### GIVEN RECORDS
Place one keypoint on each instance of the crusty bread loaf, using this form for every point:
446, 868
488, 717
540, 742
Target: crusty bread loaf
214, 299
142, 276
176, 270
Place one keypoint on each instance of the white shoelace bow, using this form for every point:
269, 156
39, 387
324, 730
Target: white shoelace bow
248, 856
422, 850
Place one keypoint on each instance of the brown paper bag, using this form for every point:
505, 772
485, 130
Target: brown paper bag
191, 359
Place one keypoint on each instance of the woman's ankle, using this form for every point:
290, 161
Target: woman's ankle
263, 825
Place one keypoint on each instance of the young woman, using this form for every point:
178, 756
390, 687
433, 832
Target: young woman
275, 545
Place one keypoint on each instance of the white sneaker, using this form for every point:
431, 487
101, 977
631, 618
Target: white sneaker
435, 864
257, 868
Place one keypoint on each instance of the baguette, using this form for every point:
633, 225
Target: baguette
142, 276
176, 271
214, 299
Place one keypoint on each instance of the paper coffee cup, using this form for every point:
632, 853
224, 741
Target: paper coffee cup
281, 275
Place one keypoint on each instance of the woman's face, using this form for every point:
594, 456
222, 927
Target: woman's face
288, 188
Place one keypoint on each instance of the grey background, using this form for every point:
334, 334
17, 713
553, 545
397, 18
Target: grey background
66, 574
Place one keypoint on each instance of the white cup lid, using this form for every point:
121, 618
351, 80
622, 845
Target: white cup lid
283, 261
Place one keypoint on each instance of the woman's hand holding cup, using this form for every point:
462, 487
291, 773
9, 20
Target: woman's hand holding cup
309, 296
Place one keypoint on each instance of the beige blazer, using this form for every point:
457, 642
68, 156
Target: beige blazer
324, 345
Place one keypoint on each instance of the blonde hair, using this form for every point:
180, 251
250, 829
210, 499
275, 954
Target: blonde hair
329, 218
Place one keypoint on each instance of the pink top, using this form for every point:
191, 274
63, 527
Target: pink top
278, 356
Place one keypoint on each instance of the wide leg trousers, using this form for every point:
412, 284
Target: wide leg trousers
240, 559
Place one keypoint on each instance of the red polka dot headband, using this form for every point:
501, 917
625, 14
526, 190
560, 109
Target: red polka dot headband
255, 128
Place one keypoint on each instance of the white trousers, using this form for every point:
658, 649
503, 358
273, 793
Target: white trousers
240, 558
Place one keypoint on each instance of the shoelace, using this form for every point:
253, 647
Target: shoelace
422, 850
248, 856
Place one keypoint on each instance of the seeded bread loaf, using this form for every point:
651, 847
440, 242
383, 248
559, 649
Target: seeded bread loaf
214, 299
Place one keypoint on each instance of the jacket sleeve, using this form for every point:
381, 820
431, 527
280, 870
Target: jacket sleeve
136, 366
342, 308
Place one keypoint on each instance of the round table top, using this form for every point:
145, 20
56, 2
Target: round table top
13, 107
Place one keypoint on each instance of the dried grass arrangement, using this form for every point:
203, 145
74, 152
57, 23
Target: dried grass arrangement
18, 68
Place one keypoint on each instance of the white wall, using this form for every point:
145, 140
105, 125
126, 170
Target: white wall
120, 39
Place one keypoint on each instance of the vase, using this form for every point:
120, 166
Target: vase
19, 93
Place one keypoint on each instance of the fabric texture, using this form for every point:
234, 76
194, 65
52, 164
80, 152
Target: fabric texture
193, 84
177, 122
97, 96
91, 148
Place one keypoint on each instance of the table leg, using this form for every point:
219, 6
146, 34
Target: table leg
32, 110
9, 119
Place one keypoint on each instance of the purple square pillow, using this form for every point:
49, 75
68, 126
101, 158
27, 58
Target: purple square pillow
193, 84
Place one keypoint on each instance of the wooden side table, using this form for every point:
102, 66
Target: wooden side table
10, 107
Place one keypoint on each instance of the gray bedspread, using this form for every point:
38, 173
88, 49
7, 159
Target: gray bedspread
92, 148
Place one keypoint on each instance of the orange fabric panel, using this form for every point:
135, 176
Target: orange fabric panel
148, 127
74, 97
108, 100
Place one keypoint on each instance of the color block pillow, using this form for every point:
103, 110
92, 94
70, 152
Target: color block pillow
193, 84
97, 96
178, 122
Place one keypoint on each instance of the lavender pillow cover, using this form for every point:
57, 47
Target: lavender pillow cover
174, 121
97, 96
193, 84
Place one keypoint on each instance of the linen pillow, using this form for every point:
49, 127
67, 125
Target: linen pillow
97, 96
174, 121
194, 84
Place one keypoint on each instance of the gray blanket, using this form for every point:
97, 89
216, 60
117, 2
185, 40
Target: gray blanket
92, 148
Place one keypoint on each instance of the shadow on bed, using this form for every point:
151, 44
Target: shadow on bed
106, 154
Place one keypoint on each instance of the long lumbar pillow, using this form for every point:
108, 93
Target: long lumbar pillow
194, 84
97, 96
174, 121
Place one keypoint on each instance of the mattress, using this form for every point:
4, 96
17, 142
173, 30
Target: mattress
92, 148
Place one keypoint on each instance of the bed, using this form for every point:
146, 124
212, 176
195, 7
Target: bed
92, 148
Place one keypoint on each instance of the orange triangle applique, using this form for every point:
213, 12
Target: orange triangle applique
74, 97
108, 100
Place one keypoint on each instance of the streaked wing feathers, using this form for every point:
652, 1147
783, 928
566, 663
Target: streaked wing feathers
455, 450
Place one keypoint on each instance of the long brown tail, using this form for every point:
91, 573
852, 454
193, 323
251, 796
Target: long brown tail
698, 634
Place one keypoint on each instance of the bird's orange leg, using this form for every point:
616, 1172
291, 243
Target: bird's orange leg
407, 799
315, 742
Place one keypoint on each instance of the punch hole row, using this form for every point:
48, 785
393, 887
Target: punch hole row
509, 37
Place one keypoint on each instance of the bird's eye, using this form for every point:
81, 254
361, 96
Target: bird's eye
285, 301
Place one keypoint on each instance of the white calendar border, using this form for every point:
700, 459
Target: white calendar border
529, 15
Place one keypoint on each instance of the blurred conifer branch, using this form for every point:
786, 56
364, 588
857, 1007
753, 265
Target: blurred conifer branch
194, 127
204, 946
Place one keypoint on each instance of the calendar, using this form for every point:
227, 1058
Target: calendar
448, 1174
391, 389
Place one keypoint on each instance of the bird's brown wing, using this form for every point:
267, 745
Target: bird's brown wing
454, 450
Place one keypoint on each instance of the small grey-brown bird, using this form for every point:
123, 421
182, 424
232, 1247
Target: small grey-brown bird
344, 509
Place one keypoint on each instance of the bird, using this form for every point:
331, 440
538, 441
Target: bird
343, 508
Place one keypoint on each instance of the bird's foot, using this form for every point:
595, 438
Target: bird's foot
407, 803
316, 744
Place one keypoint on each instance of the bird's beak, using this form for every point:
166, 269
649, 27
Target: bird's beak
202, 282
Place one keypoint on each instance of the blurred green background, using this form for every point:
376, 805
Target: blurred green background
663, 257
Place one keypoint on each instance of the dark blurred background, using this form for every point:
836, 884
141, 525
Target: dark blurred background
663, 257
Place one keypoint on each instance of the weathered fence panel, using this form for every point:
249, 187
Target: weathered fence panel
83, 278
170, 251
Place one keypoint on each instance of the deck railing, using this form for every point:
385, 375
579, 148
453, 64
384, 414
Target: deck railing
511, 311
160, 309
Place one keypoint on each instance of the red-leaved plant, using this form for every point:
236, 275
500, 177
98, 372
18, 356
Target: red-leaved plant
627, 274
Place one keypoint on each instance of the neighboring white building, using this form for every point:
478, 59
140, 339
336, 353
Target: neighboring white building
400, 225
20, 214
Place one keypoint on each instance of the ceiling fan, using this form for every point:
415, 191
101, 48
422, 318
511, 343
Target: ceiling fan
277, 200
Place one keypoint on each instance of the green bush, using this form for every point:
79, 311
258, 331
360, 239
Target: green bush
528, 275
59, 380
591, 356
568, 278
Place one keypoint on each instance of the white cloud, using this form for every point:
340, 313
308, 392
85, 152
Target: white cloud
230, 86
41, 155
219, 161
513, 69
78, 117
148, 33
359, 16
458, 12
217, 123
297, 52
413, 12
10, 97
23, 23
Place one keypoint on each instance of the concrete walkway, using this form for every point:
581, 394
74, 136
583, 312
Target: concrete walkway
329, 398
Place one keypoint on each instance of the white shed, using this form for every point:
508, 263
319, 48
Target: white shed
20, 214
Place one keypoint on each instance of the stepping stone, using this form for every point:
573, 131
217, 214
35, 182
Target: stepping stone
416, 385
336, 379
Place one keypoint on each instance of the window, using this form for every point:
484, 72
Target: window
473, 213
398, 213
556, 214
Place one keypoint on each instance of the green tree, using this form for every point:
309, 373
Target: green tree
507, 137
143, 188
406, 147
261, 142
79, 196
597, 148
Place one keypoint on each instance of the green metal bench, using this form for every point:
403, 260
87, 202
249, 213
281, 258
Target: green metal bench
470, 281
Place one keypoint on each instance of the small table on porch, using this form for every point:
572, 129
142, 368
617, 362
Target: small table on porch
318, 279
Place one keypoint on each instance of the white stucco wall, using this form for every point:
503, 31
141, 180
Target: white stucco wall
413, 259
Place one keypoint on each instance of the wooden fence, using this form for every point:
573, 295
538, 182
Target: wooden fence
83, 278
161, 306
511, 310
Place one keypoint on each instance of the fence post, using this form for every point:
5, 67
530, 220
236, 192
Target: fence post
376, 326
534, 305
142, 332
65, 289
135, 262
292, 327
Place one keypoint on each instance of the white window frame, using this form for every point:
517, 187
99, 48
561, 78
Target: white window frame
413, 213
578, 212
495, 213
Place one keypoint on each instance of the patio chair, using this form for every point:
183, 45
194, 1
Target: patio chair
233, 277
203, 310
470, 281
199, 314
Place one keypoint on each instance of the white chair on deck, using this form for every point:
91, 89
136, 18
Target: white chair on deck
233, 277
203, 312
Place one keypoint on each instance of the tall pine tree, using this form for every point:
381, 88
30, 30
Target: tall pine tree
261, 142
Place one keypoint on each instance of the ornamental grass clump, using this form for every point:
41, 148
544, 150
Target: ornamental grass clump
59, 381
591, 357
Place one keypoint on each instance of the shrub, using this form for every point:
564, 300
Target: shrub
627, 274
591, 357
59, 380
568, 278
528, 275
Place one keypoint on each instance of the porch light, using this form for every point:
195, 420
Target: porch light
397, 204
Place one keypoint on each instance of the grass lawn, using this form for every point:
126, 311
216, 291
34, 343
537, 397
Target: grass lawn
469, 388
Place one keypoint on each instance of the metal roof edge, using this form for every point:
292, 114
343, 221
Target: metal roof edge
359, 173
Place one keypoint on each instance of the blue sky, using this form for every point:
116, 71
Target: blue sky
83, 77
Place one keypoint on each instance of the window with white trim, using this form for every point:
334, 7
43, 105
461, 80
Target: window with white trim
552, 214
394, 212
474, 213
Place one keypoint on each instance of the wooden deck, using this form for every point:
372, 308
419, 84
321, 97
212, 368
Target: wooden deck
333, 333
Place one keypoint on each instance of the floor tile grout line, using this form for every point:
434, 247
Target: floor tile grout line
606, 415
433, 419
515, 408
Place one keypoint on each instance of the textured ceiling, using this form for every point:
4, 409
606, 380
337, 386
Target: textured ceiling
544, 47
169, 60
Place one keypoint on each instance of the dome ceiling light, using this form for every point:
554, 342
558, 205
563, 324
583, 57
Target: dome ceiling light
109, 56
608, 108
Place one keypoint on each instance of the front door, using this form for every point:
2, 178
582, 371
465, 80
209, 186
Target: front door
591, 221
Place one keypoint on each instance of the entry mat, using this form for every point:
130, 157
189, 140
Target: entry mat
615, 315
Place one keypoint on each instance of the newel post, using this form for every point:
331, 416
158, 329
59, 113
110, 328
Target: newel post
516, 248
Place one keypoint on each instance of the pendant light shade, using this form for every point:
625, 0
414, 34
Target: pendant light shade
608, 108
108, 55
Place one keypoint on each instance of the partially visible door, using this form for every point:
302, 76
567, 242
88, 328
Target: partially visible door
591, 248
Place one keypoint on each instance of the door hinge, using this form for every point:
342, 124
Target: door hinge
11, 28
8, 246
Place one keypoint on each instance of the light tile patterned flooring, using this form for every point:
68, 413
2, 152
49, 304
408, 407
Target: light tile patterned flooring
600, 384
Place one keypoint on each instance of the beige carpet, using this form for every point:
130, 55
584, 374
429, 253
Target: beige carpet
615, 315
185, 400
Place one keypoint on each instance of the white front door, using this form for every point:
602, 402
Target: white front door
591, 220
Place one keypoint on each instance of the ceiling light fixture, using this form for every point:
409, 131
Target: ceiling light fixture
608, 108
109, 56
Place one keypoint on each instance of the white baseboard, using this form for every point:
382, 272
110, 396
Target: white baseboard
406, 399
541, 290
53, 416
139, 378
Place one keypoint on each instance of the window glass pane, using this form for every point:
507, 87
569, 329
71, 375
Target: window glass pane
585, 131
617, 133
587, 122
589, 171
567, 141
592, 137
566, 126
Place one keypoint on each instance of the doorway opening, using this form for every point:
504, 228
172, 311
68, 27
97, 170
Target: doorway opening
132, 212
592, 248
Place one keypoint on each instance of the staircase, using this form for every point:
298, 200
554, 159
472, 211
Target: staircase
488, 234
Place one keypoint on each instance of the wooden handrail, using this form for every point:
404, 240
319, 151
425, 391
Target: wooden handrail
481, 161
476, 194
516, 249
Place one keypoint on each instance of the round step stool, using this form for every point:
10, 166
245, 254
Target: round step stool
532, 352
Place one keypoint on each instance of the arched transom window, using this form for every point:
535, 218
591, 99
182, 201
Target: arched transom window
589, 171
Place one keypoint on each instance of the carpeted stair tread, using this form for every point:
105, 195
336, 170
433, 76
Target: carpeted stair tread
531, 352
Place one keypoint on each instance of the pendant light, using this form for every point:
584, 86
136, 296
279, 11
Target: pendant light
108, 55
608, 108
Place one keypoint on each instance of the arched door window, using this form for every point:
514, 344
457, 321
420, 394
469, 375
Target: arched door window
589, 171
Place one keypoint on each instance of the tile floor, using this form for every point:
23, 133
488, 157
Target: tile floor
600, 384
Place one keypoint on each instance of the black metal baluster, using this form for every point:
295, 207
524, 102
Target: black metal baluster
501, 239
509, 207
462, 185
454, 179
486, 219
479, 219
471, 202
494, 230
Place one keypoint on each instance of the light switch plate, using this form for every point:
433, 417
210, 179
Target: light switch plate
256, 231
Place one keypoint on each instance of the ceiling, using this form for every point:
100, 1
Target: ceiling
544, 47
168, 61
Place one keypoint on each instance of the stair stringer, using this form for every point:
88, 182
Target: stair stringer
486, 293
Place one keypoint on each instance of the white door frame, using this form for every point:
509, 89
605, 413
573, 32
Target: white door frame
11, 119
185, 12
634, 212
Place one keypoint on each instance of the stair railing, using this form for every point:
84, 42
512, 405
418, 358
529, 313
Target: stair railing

### PROBLEM STATEMENT
Locate the line that contains "Place one keypoint on each instance of the round step", then please quote it and every line after it to the end of the entries above, exactly and with nothing else.

### RESPONSE BELOW
Place one keypoint on each instance of the round step stool, using this form for every point:
10, 166
245, 254
Target: round step stool
532, 352
Place one keypoint on each instance of the arched transom window, using this form for every point:
535, 218
591, 99
182, 201
Target: arched transom window
589, 171
Place one keypoint on each instance of the carpeted stair tread, using this form for every point:
105, 195
336, 170
433, 76
Target: carpeted stair tread
531, 352
Place one keypoint on each instance of the pendant light, using this form for every point:
584, 86
136, 296
279, 11
Target: pendant light
108, 55
608, 108
Place one keypoint on each instance of the arched door window, using this form for every point:
514, 344
457, 321
420, 394
469, 375
Target: arched door window
589, 171
Place one keypoint on each instance of the tile floor, using this form for every point:
23, 133
488, 157
Target: tile floor
600, 384
Place one keypoint on each instance of the black metal baluster, using this form for every point:
295, 207
524, 102
Target: black metal baluster
501, 239
509, 207
462, 185
454, 179
486, 219
479, 219
471, 202
494, 230
Place one keypoint on each instance of the light switch plate, using this form for every point:
433, 417
210, 179
Target: light switch plate
256, 231
Place one keypoint on each instance of the ceiling, using this form for every point:
100, 1
Target: ceiling
544, 47
168, 61
Place one keypoint on each instance of the stair stringer, using this form for every point:
88, 182
Target: stair stringer
486, 293
Place one keypoint on each instance of the white door frame, using this form for every point:
509, 89
605, 413
573, 32
Target: white door frame
11, 119
185, 12
634, 212
Place one keypoint on each instance of the stair railing, using this form for every point:
84, 42
512, 405
418, 358
529, 313
Target: stair railing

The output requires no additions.